Problem description. Please rewrite the listing below, swapping every "expected format" for "required format" and leaving everything else unchanged.

--

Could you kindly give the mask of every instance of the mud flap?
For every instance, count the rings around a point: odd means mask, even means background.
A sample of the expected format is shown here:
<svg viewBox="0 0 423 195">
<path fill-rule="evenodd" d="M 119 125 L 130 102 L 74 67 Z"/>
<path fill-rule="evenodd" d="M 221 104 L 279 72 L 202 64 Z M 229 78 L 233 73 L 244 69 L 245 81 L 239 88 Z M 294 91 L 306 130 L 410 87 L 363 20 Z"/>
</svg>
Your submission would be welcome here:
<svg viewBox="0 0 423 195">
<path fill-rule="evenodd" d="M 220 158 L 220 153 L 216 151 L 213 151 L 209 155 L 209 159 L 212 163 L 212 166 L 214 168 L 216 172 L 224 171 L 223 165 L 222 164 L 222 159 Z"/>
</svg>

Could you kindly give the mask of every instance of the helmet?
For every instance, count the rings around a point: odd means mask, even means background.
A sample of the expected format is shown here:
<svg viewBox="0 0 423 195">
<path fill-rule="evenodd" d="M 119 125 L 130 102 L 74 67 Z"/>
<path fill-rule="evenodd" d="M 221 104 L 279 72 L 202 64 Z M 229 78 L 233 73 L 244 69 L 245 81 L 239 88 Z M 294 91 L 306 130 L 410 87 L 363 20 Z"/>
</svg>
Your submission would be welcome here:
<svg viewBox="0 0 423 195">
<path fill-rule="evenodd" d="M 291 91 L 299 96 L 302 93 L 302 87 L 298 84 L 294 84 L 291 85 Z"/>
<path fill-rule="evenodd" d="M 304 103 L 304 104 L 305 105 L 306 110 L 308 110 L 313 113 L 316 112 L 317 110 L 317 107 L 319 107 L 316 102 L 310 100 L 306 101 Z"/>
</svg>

--

Solution below.
Could you kindly give the mask of every instance of the mud flap?
For every instance, count the rings around a point: odd means mask, even means background.
A sample of the required format is shown here:
<svg viewBox="0 0 423 195">
<path fill-rule="evenodd" d="M 119 125 L 130 102 L 74 67 Z"/>
<path fill-rule="evenodd" d="M 221 104 L 279 72 L 202 64 Z M 229 78 L 233 73 L 244 69 L 245 81 L 239 88 Z M 294 91 L 306 130 L 410 87 L 363 20 Z"/>
</svg>
Your submission would be welcome here:
<svg viewBox="0 0 423 195">
<path fill-rule="evenodd" d="M 220 158 L 220 153 L 216 151 L 213 151 L 209 155 L 209 159 L 212 163 L 212 166 L 214 168 L 216 172 L 224 171 L 223 165 L 222 164 L 222 159 Z"/>
</svg>

Could you kindly give the mask of every instance of the helmet?
For every instance, count the rings around a point: odd means mask, even means background.
A sample of the required format is shown here:
<svg viewBox="0 0 423 195">
<path fill-rule="evenodd" d="M 119 125 L 130 102 L 74 67 Z"/>
<path fill-rule="evenodd" d="M 221 104 L 279 72 L 202 64 Z M 229 78 L 233 73 L 244 69 L 245 81 L 239 88 Z M 294 91 L 306 130 L 410 87 L 363 20 Z"/>
</svg>
Your submission would be welcome here:
<svg viewBox="0 0 423 195">
<path fill-rule="evenodd" d="M 291 91 L 299 96 L 302 93 L 302 87 L 298 84 L 294 84 L 291 85 Z"/>
<path fill-rule="evenodd" d="M 304 103 L 304 104 L 305 105 L 306 110 L 308 110 L 313 113 L 316 112 L 317 110 L 317 107 L 319 107 L 316 102 L 310 100 L 306 101 Z"/>
</svg>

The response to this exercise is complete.